### Source extract
○ ○ ○ ○ ○
= Reformed Presbyterian Church in Ethiopia =

==Reformed Presbyterian Church of Ireland mission==
The Reformed Presbyterian Church of Ireland had a Christian mission in the Tigray region from 1963-1975. The work focused on evangelism with practical work in education, medicine and agriculture. After the Derg came into power in 1974, the RPCI missionaries left, but kept in touch with the Ethiopian Christians they had met, sending humanitarian aid to Tigray during the 1983-1985 famine. Members of the RPCI returned to Tigray in 2015 and met with some of the Christians who had been connected to the mission.

==Orthodox Presbyterian Church mission==
The Ethiopian Reformed Presbyterian Church (EPRC) was founded by missionaries of the Orthodox Presbyterian Church (OPC) in the United States.
○ ○ ○ ○ ○
### Information shown
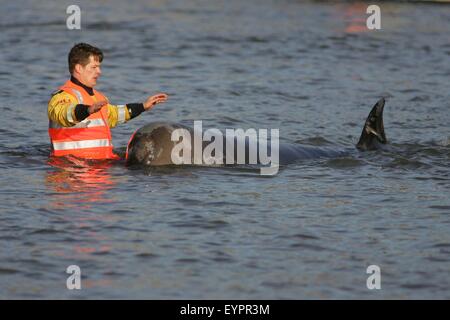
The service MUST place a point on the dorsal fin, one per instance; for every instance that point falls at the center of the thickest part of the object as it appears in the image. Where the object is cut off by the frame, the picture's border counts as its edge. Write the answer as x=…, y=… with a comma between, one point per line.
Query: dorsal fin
x=373, y=132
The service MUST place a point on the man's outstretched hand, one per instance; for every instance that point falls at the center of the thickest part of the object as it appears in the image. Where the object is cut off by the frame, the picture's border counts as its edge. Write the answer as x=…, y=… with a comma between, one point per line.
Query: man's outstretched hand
○ ○ ○ ○ ○
### Problems and tasks
1. According to the passage on the Reformed Presbyterian Church in Ethiopia, in what year did members of the Reformed Presbyterian Church of Ireland return to Tigray?
2. Continue the passage on the Reformed Presbyterian Church in Ethiopia from its last sentence.

### Your written answers
1. 2015

2.
In the late 1990s, the OPC sent a missionary to work in Ethiopia. In 1998, the first ERPC congregation was established in Addis Ababa. By 2017, the ERPC had 10 congregations with a seminary and a theological college.

In 2020, the OPC continued to support the ERPC with funding for ministering to young children in poverty, to individuals affected by HIV, and others in the church.

===Grace Reformed Church===
The Ethiopian Grace Reformed Church in Addis Ababa was established in 1998 as part of the ERPC. At the beginning there were seven believers, most of whom were members of the traditional Ethiopian Orthodox Churches. By 2008, it had four ordained pastors and several church planting works.